TESTO IN ESAME ->

Mars Gradivus, Marte che fa spuntare la vegetazione.

Questo era il Marte originale. E a lui erano sacre le piante di fico che punteggiavano la città. Una davanti al tempio di Saturno; una – apotropaica – nel Comizio, dove, con rito già etrusco, erano stati sotterrati i fulmini;  una in mezzo al Foro, nata per caso dalla voragine in cui, nel 362 a.C. Marco Curzio si gettò, immolandosi per salvare la Città dalla rovina[3]. E una, la più sacra, davanti alla grotta del Lupercale. Lì, tra le radici di quella pianta, si era fermata la cesta abbandonata sulle acque del Tevere che conteneva Romolo e Remo infanti. E lì, all’ombra delle foglie del fico Ruminale (da rumis, ‘mammella’), la lupa aveva allattato i gemelli e il picchio li aveva svezzati. E sia il lupo sia il picchio sono sacri a Marte[4].

Ma se il latice bianco del fico Ruminale richiamava alla memoria degli antichi il latte della lupa, anche altri liquidi corporei, data la forma orchidica dei siconi della pianta, si facevano largo nel loro immaginario. E così, per i Greci, il fico era uno degli alberi di Dioniso, il dio della linfa e dei succhi (chiamato, appunto, in Laconia, Sykítes, da sýkon, il  ‘fico’), e di suo figlio Priapo, il dio del fallo – e nel legno di fico erano scolpiti i falli che i Greci portavano in processione.

Ma prima ancora che gli uomini cominciassero ad accostare la pianta a questa o quella divinità, il fico sacro aveva trovato, nella sua lunga storia evolutiva un paredro non meno importante, benché talmente piccolo da viaggiare inosservato. Si tratta di Blastophaga psenes, una minuscola vespa della famiglia delle Agaonidae, simbionte di Ficus carica. Il fico selvatico è una pianta dioica, o meglio, ginodioica. Alcune piante, cioè, presentano siconi con fiori femminili brevistili e fiori maschili; altre siconi che portano solo fiori femminili longistili. Essendo i fiori chiusi all’interno del siconio (che poi è quello che banalmente chiamiamo frutto, anche se frutto non è), possono essere impollinati soltanto dalle vespe, che riescono a penetrarvi attraverso un piccolo forellino protetto da brattee e detto ostiolo. Le femmine di Blastophaga, cariche di polline proveniente da un siconio più vecchio, penetrano in un siconio durante l’antesi dei fiori femminili e vi trovano l’ambiente ideale per deporre le uova. Perché la larva si sviluppi, però, devono raggiungere, con il loro ovipositore, l’ovario di tali fiori, e solo quelli brevistili sono alla loro portata. Durante la deposizione, la vespa si contorce, e sparge attorno a sé il polline che reca addosso, fecondando i fiori femminili. Se entra in un siconio con fiori longistili, non riesce a deporre, ma il polline che reca feconda i fiori e dà l’avvio alla maturazione del fico; se invece è penetrata in un siconio con fiori brevistili, il suo ovipositore le permetterà di raggiungerne gli ovari, che diventeranno delle galle, in cui crescerà la nuova generazione di vespe. E i nuovi nati emergeranno proprio quando i fiori maschili del siconio produrranno polline. Si accoppieranno e, cariche di polline, le femmine abbandoneranno il siconio per cercarne un altro in cui ripetere il ciclo eterno cui presiede il Marte Gradivus[5].

COMPITI ->
A. Ricopia fedelmente il brano sul fico da "Ma se il latice" a "portavano in processione.".
B. Secondo il brano sul fico, quale vespa è simbionte di Ficus carica?
Come unica fonte si usa il brano sul fico.

VOCI ELENCATE ->
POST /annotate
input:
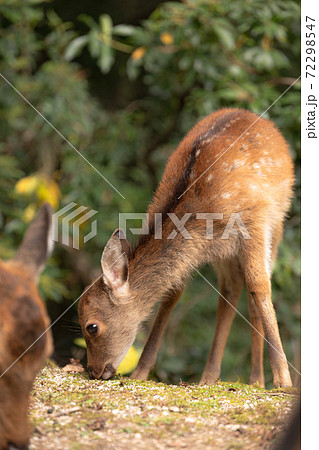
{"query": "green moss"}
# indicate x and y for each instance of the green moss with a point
(126, 411)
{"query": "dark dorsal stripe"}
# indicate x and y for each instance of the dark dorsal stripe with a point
(184, 180)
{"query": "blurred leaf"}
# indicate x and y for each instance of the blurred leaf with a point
(75, 47)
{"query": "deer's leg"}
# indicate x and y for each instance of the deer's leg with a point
(257, 345)
(148, 357)
(231, 284)
(258, 261)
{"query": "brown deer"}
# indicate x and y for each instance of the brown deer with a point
(23, 319)
(230, 162)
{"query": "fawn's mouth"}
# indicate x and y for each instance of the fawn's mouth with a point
(109, 372)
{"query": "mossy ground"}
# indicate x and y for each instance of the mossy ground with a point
(69, 411)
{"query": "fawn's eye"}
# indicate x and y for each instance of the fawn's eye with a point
(92, 329)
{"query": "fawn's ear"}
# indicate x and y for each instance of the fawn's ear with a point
(114, 262)
(37, 243)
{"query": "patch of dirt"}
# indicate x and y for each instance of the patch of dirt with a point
(69, 411)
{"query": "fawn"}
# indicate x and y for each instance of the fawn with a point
(254, 178)
(23, 319)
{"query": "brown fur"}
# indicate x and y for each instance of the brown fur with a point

SOLUZIONI ->
A.
Ma se il latice bianco del fico Ruminale richiamava alla memoria degli antichi il latte della lupa, anche altri liquidi corporei, data la forma orchidica dei siconi della pianta, si facevano largo nel loro immaginario. E così, per i Greci, il fico era uno degli alberi di Dioniso, il dio della linfa e dei succhi (chiamato, appunto, in Laconia, Sykítes, da sýkon, il  ‘fico’), e di suo figlio Priapo, il dio del fallo – e nel legno di fico erano scolpiti i falli che i Greci portavano in processione.

B. Blastophaga psenes, una minuscola vespa della famiglia delle Agaonidae.